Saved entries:
◇ ◇ ◇ ◇ ◇
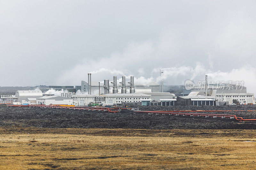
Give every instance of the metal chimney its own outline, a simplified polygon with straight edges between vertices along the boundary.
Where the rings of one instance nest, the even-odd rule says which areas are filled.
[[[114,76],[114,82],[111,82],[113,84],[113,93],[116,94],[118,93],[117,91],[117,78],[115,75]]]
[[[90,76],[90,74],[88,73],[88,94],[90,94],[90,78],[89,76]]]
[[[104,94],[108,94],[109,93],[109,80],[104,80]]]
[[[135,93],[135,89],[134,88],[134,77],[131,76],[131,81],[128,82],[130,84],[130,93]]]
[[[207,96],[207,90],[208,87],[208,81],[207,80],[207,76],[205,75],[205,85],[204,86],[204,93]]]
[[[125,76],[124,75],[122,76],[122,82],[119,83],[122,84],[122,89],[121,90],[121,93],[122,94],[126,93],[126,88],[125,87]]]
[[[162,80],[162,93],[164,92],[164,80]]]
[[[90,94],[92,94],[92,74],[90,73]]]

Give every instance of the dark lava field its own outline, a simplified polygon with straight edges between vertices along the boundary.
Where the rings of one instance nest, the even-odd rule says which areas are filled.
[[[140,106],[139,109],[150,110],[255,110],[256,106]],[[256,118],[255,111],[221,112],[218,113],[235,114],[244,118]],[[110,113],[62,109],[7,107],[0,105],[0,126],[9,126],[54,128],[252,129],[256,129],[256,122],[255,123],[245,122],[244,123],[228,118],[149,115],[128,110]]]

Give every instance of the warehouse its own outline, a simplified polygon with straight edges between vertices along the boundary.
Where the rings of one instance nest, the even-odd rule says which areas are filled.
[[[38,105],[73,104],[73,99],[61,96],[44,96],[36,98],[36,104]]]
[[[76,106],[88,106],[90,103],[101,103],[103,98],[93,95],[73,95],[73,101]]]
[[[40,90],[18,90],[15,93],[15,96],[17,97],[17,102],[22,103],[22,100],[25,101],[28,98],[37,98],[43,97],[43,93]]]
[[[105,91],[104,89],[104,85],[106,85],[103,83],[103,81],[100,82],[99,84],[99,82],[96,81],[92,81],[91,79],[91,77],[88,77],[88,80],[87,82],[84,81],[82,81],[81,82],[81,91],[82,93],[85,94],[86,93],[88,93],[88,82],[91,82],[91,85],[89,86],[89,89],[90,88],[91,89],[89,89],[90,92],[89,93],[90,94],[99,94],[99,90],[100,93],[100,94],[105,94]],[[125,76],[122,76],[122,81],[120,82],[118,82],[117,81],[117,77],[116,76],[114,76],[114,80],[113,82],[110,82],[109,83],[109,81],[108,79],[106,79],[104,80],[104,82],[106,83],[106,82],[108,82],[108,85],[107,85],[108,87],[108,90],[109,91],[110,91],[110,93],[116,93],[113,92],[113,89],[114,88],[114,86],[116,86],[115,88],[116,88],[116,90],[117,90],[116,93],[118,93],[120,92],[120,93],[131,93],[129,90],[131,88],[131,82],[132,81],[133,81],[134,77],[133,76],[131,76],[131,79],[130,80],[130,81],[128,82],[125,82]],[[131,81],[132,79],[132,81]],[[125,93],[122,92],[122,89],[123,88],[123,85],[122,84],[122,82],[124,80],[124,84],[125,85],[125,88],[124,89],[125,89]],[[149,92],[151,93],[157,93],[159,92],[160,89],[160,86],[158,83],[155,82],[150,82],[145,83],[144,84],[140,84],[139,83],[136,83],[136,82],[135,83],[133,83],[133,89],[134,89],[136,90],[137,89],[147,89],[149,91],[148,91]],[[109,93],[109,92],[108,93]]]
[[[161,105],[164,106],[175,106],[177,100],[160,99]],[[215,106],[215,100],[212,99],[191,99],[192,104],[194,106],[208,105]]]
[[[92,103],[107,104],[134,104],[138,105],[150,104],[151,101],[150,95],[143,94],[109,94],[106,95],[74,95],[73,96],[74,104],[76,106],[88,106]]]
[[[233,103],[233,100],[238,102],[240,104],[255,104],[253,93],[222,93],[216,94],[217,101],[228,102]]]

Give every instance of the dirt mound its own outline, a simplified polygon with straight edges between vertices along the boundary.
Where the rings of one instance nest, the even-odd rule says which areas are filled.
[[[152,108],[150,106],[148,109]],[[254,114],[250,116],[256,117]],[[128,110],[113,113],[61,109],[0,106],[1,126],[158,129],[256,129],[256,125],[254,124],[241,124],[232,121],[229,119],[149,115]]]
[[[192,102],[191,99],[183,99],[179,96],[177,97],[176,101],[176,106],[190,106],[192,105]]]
◇ ◇ ◇ ◇ ◇
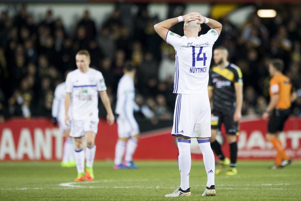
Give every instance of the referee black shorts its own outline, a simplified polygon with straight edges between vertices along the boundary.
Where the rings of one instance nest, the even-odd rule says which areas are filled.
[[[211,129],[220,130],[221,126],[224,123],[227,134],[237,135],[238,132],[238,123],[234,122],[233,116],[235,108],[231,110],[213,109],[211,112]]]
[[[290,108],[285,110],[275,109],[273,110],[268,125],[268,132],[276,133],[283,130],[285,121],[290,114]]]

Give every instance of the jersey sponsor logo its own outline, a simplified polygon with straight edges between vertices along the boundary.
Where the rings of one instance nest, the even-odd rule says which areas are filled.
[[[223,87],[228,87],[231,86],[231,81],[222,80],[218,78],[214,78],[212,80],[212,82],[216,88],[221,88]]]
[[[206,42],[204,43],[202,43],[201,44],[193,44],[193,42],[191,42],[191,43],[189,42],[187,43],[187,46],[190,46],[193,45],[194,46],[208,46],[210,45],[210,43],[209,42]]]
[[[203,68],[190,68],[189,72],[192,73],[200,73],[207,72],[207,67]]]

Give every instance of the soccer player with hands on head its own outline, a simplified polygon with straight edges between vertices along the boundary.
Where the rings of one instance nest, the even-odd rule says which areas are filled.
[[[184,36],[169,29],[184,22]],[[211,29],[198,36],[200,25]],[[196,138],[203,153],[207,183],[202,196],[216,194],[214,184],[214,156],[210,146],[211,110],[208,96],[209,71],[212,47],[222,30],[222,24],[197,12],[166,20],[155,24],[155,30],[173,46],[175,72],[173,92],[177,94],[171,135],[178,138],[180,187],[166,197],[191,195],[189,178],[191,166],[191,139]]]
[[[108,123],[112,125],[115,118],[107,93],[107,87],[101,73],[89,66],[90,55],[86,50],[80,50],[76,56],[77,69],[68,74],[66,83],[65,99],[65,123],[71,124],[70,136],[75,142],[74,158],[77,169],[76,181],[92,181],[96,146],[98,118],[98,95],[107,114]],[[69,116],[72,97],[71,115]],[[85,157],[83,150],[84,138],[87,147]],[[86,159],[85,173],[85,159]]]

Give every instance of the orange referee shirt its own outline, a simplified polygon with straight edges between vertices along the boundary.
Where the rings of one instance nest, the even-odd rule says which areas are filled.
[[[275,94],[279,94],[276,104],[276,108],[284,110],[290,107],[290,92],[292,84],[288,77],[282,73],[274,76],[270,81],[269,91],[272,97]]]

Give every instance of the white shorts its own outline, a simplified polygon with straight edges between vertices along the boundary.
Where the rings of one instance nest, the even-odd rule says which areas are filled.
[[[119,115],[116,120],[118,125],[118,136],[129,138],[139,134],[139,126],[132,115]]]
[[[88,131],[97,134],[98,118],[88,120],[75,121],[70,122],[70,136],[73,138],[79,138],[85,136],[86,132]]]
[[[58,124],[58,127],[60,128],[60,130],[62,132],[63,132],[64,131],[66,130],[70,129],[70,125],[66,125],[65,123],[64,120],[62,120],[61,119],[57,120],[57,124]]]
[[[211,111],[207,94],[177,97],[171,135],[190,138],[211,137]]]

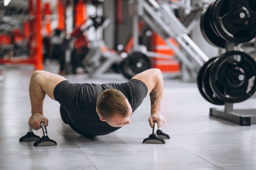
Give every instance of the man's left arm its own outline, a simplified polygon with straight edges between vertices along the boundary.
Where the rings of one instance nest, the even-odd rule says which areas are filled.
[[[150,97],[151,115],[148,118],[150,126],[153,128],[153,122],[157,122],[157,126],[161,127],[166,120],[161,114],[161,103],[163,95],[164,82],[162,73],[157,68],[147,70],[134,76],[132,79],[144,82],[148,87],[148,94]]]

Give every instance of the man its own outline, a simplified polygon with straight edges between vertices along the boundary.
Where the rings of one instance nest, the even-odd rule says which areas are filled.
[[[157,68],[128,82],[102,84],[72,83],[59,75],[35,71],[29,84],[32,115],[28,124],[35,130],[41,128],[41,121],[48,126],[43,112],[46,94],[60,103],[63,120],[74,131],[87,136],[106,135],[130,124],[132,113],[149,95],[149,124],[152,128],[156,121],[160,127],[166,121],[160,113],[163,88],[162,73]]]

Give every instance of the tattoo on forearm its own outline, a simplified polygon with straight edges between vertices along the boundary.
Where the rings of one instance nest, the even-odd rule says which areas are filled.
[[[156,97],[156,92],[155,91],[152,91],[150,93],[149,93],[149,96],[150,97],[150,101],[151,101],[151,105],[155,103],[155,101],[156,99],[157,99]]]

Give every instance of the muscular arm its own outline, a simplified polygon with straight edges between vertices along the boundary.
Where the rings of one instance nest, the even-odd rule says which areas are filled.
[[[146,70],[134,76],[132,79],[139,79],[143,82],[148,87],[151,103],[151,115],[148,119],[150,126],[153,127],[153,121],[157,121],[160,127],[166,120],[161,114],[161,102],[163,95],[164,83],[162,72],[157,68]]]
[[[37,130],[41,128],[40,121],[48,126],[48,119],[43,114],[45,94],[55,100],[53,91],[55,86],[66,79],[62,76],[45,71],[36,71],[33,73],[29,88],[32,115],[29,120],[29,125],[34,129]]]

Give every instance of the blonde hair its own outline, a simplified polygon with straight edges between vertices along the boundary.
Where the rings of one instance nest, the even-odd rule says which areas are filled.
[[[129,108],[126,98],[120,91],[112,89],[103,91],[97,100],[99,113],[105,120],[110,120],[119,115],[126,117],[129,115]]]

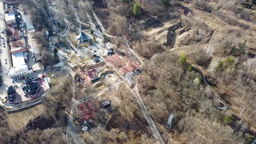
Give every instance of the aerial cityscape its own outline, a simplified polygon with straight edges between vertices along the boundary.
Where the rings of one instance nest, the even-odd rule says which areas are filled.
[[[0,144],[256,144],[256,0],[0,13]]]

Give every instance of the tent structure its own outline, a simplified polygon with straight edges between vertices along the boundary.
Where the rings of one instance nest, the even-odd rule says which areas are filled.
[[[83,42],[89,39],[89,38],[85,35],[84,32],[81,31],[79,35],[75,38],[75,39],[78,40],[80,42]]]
◇ ◇ ◇ ◇ ◇
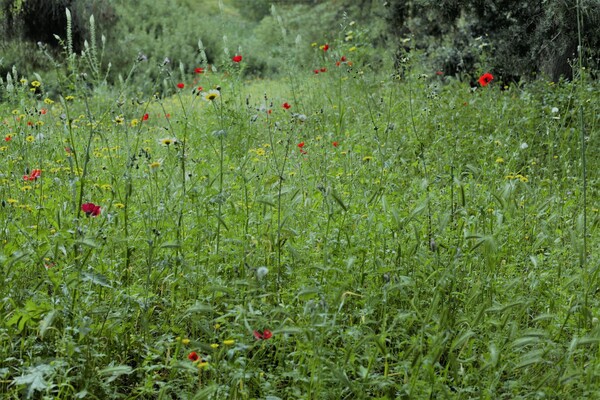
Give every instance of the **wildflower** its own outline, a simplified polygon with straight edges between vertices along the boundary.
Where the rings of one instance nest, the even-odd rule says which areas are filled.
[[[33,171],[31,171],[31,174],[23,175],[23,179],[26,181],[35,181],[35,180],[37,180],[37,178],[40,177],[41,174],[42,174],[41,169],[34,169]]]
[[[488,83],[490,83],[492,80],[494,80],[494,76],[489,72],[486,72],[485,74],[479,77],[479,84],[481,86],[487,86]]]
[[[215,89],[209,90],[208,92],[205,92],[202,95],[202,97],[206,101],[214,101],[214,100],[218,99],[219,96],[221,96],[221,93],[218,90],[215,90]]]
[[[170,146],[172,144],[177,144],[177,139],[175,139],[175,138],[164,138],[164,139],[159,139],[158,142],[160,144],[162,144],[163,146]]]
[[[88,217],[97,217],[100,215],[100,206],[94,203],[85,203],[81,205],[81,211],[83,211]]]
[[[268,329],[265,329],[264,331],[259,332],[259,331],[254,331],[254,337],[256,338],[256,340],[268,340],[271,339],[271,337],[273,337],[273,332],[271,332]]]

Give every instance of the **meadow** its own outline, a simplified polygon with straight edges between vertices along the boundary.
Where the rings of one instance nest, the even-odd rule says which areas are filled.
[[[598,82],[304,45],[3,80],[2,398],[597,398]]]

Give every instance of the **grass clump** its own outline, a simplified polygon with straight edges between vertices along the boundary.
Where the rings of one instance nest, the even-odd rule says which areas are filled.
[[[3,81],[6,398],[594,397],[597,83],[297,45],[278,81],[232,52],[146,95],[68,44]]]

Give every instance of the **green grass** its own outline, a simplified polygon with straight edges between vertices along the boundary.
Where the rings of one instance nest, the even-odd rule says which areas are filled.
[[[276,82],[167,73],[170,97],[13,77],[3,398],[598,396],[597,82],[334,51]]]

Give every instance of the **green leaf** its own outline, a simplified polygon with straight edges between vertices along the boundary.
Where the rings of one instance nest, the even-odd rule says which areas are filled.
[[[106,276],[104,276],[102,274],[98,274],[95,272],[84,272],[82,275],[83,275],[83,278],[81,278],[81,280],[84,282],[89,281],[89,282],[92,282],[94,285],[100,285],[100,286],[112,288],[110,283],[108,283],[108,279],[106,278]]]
◇ ◇ ◇ ◇ ◇
▸ **Stated task**: Pull out every line of the listing that contains the string "shorts", matching its case exactly.

▸ **Full output**:
Give every instance of the referee black shorts its own outline, a simplified polygon with straight edges between vertices along the boundary.
Give every instance of the white shorts its own outline, a simplified polygon with straight edges between vertices along the boundary.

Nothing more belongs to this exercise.